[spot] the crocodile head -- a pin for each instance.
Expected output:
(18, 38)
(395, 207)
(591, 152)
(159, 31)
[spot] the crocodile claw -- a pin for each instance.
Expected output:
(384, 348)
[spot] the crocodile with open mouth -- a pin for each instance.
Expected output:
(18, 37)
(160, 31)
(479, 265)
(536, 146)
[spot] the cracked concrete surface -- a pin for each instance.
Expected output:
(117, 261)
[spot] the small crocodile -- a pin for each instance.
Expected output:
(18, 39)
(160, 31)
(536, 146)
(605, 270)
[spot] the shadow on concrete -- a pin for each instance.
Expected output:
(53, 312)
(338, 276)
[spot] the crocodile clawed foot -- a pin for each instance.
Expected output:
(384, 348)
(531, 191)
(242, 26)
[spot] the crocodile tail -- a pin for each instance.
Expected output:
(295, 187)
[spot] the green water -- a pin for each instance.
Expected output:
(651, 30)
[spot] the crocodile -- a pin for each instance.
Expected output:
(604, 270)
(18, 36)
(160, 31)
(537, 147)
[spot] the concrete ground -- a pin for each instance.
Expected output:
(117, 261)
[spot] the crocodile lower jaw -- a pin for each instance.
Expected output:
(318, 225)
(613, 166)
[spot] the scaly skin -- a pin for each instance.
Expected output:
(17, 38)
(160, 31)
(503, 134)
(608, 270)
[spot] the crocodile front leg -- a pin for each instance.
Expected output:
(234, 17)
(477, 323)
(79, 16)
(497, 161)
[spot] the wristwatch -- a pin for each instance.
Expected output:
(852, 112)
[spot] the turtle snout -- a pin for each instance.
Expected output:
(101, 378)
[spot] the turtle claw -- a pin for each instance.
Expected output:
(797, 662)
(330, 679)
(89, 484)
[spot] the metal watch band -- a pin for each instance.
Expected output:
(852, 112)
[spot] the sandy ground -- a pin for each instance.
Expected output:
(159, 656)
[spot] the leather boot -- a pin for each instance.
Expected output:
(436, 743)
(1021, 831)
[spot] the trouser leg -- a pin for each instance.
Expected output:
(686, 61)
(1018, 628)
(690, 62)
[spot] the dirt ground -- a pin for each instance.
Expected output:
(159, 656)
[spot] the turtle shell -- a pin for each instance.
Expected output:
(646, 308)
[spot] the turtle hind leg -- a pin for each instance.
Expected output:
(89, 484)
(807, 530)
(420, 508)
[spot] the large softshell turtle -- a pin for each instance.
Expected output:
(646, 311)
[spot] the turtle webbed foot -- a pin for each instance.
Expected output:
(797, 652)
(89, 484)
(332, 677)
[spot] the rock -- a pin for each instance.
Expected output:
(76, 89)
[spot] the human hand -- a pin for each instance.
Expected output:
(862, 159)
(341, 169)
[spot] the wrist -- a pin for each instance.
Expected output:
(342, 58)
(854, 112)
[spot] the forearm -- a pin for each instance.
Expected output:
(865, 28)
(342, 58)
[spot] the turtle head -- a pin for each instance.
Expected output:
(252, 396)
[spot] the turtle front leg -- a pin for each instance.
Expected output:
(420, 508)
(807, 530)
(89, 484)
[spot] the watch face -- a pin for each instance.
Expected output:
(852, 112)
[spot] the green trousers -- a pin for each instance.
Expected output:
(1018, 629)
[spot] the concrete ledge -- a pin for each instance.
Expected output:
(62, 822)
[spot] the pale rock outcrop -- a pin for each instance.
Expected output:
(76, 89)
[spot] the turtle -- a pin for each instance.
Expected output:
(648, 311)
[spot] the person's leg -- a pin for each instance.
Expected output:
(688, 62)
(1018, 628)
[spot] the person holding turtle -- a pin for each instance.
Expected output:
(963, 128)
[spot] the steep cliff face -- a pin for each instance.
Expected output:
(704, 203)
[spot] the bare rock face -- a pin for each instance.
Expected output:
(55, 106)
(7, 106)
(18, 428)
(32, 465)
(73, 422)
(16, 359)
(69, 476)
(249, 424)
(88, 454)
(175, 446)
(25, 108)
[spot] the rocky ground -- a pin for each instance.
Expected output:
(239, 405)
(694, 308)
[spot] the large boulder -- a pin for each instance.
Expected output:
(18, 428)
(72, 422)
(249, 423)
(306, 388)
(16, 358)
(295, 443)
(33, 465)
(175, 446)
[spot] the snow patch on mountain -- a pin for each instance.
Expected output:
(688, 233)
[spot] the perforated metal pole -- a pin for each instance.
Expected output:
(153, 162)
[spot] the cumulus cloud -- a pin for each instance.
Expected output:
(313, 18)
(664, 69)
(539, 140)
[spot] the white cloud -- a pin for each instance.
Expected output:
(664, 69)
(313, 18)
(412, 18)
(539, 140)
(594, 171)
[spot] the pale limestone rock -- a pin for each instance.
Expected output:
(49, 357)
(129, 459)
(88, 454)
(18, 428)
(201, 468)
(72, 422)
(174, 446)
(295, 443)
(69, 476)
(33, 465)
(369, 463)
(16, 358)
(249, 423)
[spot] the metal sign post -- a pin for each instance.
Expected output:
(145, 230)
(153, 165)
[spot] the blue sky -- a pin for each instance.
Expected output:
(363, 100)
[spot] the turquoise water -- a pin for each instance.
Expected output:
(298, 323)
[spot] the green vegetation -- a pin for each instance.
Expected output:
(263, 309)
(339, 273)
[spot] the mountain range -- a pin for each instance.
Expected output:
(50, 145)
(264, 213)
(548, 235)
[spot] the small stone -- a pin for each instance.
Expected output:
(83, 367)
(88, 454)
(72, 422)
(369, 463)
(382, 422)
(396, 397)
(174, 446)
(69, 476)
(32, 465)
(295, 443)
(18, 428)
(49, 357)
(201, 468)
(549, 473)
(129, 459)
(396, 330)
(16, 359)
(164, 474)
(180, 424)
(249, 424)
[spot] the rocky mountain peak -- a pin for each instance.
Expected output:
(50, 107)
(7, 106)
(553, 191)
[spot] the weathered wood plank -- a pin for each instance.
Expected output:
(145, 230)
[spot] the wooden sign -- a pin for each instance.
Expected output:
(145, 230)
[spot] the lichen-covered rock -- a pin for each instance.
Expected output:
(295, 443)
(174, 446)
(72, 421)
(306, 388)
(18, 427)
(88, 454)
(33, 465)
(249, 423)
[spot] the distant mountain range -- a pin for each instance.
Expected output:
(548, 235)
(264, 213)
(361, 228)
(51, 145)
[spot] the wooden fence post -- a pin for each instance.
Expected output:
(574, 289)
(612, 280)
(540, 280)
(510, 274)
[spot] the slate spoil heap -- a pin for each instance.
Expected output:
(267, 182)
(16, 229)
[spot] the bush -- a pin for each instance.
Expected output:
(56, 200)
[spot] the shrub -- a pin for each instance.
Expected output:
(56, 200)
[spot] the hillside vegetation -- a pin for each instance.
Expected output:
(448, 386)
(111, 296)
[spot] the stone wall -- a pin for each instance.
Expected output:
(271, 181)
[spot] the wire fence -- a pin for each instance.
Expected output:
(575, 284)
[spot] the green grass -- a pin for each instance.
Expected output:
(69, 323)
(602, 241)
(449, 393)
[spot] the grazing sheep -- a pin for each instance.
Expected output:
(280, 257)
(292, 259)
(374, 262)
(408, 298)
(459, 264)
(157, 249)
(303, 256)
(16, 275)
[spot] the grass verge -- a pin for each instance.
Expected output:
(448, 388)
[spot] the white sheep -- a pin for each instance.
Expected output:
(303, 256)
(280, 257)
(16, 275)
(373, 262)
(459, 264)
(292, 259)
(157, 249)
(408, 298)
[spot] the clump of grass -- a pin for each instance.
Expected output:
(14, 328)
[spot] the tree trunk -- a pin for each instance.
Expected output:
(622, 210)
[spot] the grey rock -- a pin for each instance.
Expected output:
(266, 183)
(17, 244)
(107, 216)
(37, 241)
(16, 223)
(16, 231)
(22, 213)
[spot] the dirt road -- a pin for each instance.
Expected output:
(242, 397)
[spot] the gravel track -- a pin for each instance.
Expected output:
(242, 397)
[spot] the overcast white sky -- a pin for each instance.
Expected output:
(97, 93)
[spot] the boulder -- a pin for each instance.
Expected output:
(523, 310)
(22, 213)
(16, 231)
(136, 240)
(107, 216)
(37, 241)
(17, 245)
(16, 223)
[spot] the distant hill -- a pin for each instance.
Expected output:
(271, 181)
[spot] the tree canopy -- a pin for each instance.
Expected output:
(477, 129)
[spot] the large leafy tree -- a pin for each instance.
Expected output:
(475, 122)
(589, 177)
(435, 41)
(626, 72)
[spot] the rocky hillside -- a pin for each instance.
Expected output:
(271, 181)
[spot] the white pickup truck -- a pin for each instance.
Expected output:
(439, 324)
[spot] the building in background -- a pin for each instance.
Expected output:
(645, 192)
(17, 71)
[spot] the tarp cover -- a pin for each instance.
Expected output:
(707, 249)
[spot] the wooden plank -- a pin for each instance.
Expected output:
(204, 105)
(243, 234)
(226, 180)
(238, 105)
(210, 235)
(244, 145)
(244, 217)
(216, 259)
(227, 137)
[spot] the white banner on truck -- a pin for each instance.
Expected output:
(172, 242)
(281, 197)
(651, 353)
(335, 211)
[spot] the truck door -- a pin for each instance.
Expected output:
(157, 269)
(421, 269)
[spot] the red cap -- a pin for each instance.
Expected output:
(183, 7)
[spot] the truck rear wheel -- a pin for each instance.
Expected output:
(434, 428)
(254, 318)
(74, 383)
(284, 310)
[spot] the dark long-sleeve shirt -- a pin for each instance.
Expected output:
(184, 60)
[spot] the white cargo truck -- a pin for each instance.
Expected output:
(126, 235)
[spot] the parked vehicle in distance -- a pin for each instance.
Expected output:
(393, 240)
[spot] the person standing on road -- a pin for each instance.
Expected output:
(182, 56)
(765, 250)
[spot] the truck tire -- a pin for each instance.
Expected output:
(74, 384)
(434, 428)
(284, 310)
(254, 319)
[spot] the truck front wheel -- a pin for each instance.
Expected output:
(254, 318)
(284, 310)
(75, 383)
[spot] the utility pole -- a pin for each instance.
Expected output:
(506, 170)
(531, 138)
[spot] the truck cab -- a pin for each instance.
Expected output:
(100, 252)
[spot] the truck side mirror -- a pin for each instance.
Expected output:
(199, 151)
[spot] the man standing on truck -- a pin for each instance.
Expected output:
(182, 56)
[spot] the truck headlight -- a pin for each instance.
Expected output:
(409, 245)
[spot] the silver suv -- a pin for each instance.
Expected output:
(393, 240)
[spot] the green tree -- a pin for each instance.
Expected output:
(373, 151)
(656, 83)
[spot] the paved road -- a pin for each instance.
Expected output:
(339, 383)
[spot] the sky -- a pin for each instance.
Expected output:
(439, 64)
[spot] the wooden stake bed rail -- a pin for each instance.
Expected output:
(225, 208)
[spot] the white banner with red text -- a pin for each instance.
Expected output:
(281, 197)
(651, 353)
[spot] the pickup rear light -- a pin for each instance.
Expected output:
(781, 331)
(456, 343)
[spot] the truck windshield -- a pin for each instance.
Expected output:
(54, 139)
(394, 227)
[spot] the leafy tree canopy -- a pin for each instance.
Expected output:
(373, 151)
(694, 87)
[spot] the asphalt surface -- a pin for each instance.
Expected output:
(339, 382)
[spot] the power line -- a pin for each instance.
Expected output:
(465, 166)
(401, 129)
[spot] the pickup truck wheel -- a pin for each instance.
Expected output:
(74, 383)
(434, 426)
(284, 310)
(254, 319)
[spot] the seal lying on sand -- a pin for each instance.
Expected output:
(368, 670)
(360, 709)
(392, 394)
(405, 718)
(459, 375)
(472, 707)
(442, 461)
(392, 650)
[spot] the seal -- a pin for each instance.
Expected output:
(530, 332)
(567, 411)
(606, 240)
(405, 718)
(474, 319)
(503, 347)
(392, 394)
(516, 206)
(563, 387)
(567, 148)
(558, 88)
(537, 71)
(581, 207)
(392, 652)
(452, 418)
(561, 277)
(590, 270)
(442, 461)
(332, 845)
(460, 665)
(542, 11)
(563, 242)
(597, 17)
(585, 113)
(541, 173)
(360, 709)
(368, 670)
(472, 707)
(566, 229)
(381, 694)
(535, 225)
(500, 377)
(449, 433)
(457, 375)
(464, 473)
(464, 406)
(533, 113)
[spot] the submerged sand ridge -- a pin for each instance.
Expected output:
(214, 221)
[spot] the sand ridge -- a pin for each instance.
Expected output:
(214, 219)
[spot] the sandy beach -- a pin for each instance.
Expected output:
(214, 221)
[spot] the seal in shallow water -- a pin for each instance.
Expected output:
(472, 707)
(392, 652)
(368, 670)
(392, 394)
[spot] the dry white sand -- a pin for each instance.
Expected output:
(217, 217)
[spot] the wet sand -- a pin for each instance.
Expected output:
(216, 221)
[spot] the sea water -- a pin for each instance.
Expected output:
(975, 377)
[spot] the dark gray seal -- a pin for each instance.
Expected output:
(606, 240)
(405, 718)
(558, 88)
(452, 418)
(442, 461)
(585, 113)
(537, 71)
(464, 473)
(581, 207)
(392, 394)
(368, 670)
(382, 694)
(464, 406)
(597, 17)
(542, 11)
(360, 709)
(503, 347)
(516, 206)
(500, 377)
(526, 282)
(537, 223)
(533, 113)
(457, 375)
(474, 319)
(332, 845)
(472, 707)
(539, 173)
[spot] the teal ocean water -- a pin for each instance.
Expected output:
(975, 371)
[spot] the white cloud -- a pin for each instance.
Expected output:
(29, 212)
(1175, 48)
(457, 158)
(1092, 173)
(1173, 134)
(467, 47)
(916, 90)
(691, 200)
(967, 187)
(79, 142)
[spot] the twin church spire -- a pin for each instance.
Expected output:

◆ ◆ ◆ ◆ ◆ ◆ ◆

**BRIEF:** Restate word for word the lines from the one holding "[spot] the teal" to the end of the listing, both ends included, and nothing more.

**TASK RESULT:**
[spot] the teal ocean water -- a pin for each instance.
Expected output:
(975, 371)
[spot] the white cloud -- a pin for each instance.
Expected output:
(29, 212)
(1175, 48)
(457, 158)
(1092, 173)
(1173, 134)
(467, 47)
(916, 90)
(691, 200)
(967, 187)
(79, 142)
[spot] the twin church spire -- a pin for each instance.
Expected output:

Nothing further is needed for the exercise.